[start of Dataset content]

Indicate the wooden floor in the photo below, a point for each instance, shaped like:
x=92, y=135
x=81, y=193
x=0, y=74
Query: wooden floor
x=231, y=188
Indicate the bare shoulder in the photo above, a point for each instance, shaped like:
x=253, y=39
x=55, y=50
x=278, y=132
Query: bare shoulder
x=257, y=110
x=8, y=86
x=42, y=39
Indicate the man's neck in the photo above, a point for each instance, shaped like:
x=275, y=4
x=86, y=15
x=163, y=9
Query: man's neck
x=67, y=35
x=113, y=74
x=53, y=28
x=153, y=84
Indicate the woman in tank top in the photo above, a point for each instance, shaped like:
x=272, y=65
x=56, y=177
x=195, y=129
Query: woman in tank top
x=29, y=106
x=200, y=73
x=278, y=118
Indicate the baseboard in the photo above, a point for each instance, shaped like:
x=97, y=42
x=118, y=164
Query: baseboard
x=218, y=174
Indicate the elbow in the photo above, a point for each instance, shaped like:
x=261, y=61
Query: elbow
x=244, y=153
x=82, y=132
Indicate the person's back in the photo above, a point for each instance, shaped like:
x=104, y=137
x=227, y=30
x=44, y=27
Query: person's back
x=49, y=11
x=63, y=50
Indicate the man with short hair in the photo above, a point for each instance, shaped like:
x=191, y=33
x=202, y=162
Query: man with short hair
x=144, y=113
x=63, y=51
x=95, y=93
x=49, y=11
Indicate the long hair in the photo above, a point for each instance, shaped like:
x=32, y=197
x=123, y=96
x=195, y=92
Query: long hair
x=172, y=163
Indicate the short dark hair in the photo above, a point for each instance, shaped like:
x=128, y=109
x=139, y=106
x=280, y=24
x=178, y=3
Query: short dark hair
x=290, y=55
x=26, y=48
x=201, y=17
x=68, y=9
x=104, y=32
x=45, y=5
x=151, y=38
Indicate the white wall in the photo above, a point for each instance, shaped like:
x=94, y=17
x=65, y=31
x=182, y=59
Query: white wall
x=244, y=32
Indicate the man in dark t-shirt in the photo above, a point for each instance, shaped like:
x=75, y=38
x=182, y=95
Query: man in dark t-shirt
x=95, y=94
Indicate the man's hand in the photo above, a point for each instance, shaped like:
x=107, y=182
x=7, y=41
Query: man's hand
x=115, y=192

[end of Dataset content]

§ **Exercise**
Copy out, word for word, the stretch of the records from the line containing "Indicate the woman" through the end of the records, including both of those ends.

§ **Exercise solution**
Indicate the woman in tank top in the photo above, a point for each instance, shaped like:
x=272, y=65
x=56, y=177
x=195, y=129
Query: woman in tank top
x=29, y=106
x=200, y=73
x=278, y=118
Indicate the baseboard in the photo above, a point for each instance, shaped like:
x=97, y=42
x=118, y=164
Query: baseboard
x=218, y=174
Indicate the elbow in the photo above, a point for each instance, shaped like:
x=261, y=61
Query: elbow
x=244, y=153
x=82, y=132
Indicate the person's back in the photo above, a point for each instance, shaped like:
x=104, y=137
x=227, y=30
x=44, y=27
Query: person's back
x=49, y=11
x=63, y=50
Indicate the man with short hair in the photo above, a point for each instance, shaped like:
x=191, y=33
x=202, y=162
Query: man with short hair
x=144, y=113
x=63, y=51
x=95, y=93
x=49, y=11
Indicate the long hair in the photo above, a point for each instance, shaped like:
x=32, y=197
x=123, y=96
x=195, y=92
Query: long hair
x=172, y=163
Indicate the short dark hair in the photo above, a point for each instance, shaped like:
x=128, y=109
x=139, y=106
x=280, y=24
x=178, y=3
Query: short dark hair
x=290, y=55
x=26, y=48
x=201, y=17
x=68, y=9
x=104, y=32
x=45, y=5
x=151, y=38
Indicate the white wall in the photo above, a point for each instance, shaped like:
x=94, y=17
x=65, y=31
x=182, y=59
Query: white wall
x=244, y=32
Indicate the man in dark t-shirt in the photo above, a point for each instance, shaped like:
x=75, y=38
x=182, y=95
Query: man in dark t-shirt
x=95, y=94
Indicate the man's hand in the photo above, a point for each instance, shaped like:
x=107, y=182
x=7, y=41
Query: man's hand
x=115, y=192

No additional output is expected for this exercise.